Insurance annuity, combined with other tools, can help
By Montgomery Taylor
As Ben Bernanke retires, you can bet he will be tapping his annuities to replace his paycheck. Unlike many of us, he will also enjoy a monthly pension check from the Federal Reserve. While our fathers and grandfathers, for the most part, received pension checks in their mail boxes on the first of every month after retiring with many years of service, not many employers still provide pensions to their retiring employees.
What in the world will we do?
Well, we can actually create our own uninterrupted pension system. In order to trust that our system will deliver a paycheck every month for the rest of our lives, however, it takes some careful consideration and design. We could consider seeking the assistance of a bank, an insurance company or an investment firm.
The investment firm provides a stock portfolio with no guarantees of monthly retirement checks. The bank provides interest on deposits with rates so low we’d never be satisfied. That leaves insurance companies, and they, incidentally, are the ones who have the wherewithal to guarantee us a monthly check for the rest of our lives. Now, how can they assist us in the design of our uninterrupted pension system (UPS)?
To construct this system, your money is spread among different buckets or “portfolios,” ensuring that no matter what happens your retirement income will never cease. UPS employs a technique of laddering various types of annuities and capturing the advantages of annuities without the disadvantages. One of the buckets is actually a pension-type account, with a guaranteed compound interest.

▸ **AIM 1**
List every kind of institution that the annuity article above says we could turn to for help in building our own pension system.
▸ **AIM 2**
Repeat the portion of the annuity article above starting at "Insurance annuity, combined" and ending at "an investment firm.".

▸ **EXTRACTED MATERIAL**
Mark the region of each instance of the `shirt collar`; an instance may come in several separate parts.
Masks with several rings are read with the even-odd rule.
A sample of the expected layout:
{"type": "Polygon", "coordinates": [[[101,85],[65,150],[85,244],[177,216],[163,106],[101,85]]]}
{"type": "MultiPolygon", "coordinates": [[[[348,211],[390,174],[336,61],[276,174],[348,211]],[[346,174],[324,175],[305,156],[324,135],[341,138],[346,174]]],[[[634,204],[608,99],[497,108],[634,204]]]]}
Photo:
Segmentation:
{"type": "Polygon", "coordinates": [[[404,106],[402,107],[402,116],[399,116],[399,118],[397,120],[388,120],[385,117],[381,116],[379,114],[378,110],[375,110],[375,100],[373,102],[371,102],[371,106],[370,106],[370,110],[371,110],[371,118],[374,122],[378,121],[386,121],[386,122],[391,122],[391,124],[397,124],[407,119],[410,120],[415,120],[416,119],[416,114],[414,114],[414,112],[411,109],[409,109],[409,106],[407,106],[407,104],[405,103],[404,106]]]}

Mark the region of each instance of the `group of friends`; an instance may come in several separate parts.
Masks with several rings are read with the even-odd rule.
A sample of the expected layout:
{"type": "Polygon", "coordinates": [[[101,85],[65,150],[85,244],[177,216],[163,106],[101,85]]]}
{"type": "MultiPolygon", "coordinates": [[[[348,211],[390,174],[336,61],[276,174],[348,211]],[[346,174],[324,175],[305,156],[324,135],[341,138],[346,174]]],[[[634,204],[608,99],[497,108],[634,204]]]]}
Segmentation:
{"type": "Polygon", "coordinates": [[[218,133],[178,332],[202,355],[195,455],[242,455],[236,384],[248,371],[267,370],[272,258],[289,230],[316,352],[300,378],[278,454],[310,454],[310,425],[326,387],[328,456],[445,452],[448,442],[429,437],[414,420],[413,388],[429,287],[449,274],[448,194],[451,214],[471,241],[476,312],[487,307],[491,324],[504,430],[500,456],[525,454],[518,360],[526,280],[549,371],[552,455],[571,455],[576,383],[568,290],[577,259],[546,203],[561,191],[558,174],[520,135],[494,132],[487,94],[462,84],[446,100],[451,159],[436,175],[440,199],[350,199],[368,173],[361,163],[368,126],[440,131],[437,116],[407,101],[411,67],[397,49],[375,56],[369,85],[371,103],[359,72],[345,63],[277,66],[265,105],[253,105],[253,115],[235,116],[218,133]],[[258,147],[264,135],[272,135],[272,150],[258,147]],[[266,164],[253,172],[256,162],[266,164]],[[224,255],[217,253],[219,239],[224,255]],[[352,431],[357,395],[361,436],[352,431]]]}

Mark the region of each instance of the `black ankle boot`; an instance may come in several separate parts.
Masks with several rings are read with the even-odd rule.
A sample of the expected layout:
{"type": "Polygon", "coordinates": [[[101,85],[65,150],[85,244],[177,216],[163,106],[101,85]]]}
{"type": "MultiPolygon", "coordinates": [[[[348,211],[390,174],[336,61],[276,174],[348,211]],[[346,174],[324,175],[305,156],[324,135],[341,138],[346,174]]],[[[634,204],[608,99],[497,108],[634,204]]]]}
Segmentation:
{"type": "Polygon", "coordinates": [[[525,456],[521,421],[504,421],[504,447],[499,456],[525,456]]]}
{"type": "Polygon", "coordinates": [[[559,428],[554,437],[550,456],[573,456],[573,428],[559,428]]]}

--

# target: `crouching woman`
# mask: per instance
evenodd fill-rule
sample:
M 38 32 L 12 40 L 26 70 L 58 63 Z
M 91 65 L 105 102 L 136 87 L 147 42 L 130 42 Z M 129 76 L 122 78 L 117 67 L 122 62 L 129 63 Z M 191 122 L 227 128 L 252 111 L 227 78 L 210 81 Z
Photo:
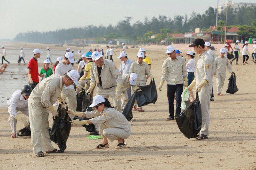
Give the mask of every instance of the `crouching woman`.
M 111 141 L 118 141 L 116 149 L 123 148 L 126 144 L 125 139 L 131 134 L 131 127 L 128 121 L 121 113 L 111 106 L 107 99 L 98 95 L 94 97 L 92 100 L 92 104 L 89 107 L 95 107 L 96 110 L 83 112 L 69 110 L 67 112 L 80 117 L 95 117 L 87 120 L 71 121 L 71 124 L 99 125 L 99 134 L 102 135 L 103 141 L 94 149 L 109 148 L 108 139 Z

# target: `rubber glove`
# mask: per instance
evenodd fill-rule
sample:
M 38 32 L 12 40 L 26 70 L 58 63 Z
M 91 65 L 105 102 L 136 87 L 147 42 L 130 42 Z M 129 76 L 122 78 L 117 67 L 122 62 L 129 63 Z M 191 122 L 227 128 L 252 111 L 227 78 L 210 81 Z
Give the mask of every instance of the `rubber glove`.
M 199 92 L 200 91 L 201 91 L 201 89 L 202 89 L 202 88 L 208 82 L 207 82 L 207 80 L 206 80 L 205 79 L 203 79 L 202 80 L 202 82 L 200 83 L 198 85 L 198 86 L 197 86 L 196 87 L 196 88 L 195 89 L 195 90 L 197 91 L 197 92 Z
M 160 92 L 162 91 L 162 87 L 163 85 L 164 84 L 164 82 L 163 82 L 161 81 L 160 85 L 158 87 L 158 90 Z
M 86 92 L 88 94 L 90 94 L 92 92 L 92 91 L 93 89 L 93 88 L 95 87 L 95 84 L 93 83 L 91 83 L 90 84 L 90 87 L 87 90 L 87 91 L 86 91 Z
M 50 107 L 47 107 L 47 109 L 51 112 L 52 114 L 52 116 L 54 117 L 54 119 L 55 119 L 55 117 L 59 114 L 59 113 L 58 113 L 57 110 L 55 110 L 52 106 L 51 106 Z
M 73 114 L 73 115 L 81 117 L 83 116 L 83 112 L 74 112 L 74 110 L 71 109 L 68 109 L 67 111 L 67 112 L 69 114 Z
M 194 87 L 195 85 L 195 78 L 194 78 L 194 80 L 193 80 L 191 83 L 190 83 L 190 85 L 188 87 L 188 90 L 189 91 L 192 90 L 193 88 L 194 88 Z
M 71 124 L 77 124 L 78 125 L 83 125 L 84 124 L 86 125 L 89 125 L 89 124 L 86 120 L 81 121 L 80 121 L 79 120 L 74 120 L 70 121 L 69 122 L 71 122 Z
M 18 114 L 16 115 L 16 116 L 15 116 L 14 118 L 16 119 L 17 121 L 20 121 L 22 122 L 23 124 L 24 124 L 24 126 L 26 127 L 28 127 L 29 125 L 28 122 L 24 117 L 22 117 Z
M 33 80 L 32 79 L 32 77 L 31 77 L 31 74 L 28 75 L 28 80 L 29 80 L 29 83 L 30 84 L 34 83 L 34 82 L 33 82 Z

...

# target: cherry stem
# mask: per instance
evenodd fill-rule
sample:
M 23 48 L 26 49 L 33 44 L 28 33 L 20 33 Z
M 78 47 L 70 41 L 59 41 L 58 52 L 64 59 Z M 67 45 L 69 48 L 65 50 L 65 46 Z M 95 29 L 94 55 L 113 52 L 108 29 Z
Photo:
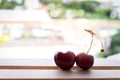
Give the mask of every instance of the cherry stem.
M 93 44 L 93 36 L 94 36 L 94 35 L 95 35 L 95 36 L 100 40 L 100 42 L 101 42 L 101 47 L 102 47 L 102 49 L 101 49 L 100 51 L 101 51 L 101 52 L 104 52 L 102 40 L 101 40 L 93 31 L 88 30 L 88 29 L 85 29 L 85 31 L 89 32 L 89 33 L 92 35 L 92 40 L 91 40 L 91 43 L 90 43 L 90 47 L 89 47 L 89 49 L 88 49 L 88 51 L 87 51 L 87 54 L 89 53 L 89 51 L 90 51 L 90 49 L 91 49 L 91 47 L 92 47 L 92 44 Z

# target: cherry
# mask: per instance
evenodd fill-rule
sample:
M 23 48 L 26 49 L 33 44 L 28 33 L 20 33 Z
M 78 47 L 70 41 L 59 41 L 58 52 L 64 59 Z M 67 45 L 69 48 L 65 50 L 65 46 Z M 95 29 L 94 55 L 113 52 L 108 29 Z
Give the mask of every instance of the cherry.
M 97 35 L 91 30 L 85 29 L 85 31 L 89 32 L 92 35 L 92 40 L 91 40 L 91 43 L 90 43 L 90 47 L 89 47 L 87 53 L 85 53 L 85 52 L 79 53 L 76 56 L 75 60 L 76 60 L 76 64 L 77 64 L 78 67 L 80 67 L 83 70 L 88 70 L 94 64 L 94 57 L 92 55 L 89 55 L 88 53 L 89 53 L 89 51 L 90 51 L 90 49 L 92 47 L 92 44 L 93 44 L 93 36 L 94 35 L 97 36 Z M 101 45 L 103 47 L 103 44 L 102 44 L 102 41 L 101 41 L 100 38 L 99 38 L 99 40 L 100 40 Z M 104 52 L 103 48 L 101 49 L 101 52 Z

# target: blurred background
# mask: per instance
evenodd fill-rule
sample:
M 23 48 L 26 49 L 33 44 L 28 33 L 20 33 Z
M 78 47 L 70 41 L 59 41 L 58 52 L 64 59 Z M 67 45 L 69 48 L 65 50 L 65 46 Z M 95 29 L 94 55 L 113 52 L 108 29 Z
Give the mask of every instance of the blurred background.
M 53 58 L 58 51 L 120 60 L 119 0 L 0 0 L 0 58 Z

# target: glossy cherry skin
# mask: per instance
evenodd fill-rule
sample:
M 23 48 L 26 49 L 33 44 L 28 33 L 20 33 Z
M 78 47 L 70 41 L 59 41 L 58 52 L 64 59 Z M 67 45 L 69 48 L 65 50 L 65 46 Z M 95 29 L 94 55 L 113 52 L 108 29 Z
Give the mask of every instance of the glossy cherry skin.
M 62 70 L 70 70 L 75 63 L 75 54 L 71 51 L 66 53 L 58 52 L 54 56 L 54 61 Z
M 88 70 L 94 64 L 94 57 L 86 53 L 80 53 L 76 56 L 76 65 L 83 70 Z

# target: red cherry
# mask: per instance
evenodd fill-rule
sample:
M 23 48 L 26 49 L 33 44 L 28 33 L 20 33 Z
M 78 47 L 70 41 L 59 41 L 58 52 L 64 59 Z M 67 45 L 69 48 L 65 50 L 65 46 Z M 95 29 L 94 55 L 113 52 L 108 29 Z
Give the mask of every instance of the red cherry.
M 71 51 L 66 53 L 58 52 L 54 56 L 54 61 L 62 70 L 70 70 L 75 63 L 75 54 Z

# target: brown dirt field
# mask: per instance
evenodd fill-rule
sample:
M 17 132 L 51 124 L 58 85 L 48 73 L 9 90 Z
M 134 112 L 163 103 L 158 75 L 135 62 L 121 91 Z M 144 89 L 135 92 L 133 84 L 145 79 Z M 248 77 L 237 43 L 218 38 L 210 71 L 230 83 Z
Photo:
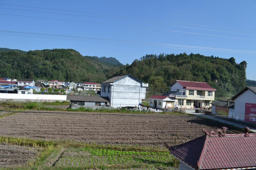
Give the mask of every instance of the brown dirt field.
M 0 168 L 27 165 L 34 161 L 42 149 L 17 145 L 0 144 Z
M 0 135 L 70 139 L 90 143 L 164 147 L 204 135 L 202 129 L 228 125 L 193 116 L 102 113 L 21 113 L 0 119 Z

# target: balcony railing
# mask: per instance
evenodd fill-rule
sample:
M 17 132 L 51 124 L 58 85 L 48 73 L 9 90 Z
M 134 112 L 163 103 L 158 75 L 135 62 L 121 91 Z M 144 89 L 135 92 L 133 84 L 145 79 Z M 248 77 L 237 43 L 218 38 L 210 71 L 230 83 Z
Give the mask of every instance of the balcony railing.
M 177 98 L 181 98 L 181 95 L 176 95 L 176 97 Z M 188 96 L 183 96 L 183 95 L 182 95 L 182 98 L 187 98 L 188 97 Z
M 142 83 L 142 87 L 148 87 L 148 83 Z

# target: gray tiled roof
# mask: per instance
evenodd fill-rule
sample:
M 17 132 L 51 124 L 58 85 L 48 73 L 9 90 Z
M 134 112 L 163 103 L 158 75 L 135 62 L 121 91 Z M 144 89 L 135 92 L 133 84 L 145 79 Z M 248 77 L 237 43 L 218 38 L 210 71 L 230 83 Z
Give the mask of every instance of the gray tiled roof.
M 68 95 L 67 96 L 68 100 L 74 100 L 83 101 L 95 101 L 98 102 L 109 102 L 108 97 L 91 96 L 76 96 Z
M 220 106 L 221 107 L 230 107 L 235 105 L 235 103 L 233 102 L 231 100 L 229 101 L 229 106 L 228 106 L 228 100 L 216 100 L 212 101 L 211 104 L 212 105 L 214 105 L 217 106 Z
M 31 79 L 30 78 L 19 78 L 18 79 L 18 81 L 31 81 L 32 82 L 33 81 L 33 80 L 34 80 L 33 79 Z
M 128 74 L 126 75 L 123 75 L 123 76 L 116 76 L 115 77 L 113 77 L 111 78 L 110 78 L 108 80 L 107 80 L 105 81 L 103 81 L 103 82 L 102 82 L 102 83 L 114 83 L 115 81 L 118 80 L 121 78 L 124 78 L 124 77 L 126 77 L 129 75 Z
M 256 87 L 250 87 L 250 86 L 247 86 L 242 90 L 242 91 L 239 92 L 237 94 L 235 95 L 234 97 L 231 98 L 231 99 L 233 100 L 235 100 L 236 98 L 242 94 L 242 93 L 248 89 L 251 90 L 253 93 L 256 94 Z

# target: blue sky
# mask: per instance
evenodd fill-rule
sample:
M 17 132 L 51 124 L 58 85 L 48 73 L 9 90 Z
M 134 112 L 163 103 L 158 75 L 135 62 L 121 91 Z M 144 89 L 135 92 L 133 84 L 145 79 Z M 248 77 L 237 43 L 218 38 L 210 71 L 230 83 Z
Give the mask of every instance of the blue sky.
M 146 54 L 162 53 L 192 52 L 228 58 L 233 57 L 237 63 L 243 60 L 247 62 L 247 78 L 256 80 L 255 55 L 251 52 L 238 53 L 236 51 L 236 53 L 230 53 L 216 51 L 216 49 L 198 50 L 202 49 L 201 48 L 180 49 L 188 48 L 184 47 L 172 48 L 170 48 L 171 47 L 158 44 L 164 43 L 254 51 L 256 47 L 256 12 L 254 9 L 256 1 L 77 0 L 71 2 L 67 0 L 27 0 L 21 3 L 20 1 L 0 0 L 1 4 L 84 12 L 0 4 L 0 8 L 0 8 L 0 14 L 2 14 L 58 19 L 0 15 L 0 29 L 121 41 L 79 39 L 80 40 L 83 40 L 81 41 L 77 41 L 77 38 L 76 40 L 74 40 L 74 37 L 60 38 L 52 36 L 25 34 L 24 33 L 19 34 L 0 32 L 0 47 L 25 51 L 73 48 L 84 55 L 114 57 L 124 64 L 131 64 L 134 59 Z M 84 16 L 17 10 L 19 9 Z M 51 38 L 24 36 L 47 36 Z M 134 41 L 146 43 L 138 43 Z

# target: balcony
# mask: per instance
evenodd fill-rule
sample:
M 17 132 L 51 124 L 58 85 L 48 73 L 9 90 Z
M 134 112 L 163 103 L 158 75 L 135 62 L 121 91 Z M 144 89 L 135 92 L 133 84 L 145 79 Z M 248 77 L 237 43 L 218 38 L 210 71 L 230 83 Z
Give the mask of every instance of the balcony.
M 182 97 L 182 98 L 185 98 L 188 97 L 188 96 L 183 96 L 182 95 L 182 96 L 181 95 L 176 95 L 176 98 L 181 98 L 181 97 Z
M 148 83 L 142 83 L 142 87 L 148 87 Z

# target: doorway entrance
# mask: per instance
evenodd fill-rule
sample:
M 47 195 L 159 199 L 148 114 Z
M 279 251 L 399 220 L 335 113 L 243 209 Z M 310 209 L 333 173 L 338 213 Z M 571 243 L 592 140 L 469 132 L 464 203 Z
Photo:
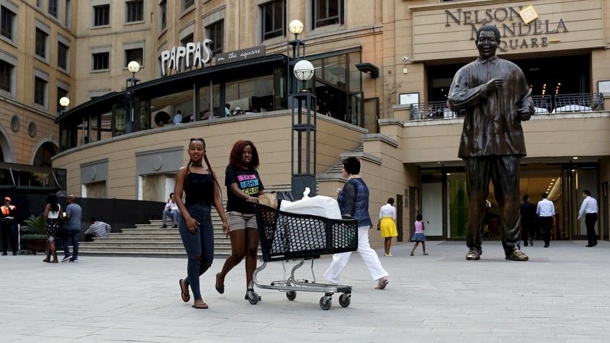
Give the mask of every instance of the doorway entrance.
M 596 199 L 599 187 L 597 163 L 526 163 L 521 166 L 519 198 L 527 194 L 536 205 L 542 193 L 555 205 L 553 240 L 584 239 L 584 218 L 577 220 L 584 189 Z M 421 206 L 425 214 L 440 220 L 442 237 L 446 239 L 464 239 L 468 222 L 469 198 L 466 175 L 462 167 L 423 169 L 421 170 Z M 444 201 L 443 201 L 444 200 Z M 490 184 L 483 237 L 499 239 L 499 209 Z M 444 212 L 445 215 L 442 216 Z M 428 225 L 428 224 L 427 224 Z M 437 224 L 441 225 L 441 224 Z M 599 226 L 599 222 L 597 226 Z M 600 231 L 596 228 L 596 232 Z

▸ **CORRECT OUTPUT 1**
- a bank
- an insurance company
- an investment firm

▸ **CORRECT OUTPUT 2**
Insurance annuity, combined with other tools, can help
By Montgomery Taylor
As Ben Bernanke retires, you can bet he will be tapping his annuities to replace his paycheck. Unlike many of us, he will also enjoy a monthly pension check from the Federal Reserve. While our fathers and grandfathers, for the most part, received pension checks in their mail boxes on the first of every month after retiring with many years of service, not many employers still provide pensions to their retiring employees.
What in the world will we do?
Well, we can actually create our own uninterrupted pension system. In order to trust that our system will deliver a paycheck every month for the rest of our lives, however, it takes some careful consideration and design. We could consider seeking the assistance of a bank, an insurance company or an investment firm.